Begin Exercise data

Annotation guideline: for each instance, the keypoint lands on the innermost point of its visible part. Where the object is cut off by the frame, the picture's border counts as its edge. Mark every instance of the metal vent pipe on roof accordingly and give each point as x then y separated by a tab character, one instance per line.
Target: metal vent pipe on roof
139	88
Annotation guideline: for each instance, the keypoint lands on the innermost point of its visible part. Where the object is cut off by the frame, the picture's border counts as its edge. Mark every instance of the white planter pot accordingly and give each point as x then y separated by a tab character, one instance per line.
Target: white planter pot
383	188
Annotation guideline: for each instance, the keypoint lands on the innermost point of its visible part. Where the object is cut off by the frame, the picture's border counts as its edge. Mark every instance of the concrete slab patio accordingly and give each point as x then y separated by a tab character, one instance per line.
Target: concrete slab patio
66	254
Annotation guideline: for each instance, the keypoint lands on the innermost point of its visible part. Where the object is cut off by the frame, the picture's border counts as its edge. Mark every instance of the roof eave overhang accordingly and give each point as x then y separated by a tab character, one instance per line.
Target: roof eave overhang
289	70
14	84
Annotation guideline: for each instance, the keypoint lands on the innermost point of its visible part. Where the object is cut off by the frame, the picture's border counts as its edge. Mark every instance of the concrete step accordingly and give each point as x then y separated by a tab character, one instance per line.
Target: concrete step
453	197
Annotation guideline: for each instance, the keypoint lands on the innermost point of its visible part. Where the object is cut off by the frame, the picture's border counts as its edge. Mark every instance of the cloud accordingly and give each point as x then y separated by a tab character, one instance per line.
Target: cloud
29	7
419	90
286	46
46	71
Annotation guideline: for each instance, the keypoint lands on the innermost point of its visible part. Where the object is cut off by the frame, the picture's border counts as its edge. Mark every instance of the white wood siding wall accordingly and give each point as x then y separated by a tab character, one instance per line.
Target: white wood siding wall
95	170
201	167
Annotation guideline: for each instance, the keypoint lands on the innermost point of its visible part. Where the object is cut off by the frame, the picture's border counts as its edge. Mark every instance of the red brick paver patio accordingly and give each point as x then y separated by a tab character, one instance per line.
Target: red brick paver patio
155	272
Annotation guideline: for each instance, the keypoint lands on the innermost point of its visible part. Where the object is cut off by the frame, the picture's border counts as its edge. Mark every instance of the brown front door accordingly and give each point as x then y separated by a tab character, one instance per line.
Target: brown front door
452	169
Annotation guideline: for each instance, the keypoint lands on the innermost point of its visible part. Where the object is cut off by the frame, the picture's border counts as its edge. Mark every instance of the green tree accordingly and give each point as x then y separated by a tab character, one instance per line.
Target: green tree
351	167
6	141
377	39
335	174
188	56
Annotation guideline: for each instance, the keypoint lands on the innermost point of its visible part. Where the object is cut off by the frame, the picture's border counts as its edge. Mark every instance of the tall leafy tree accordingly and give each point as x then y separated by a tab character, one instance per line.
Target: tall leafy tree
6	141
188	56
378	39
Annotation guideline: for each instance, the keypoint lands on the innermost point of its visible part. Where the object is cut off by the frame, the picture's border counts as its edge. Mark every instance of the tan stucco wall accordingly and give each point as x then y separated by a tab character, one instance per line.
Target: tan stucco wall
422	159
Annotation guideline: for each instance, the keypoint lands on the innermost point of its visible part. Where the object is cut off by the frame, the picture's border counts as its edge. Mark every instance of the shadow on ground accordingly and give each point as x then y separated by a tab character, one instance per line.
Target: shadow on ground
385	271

End Exercise data

# What needs to be done:
Output the records exactly as they appear, starting at the line that contains "of the green" and ending at the end of the records.

# Worked solution:
Annotation guideline: for each instance, the keypoint lands on the innermost point of its visible part. Where the object is cut off by the frame, the picture's border counts as its edge. Mark every instance of the green tree accordingly and give each point as x then y separated by a tab character, one instance per line.
Target: green tree
351	167
6	141
377	39
335	174
188	56
Annotation guideline: for each instance, the keypoint lands on the innermost point of its visible part. Where the object is cut off by the frame, the picture's border counts as its edge. Mark every instance of the tall leafy tree accordingly and give each point as x then y separated by a tab character, one instance per line.
Target: tall leafy tree
6	141
188	56
378	39
Annotation guideline: for each instance, the keypoint lands on the innermost point of its visible part. Where the object is cut off by the frame, the picture's border counts as its edge. Mark every instance of the tan stucco wall accordingly and give each point as x then y separated by a tab character, one instance per line.
Target: tan stucco wall
422	159
Annotation guideline: for each instance, the keypoint lands on the innermost point of its visible part. Where the object is cut off by the frame, the picture's border counts as its edge. Mark every instance of the shadow on ground accordingly and give each point as x then y separated by a tab character, one instance per line.
Target: shadow on ground
385	271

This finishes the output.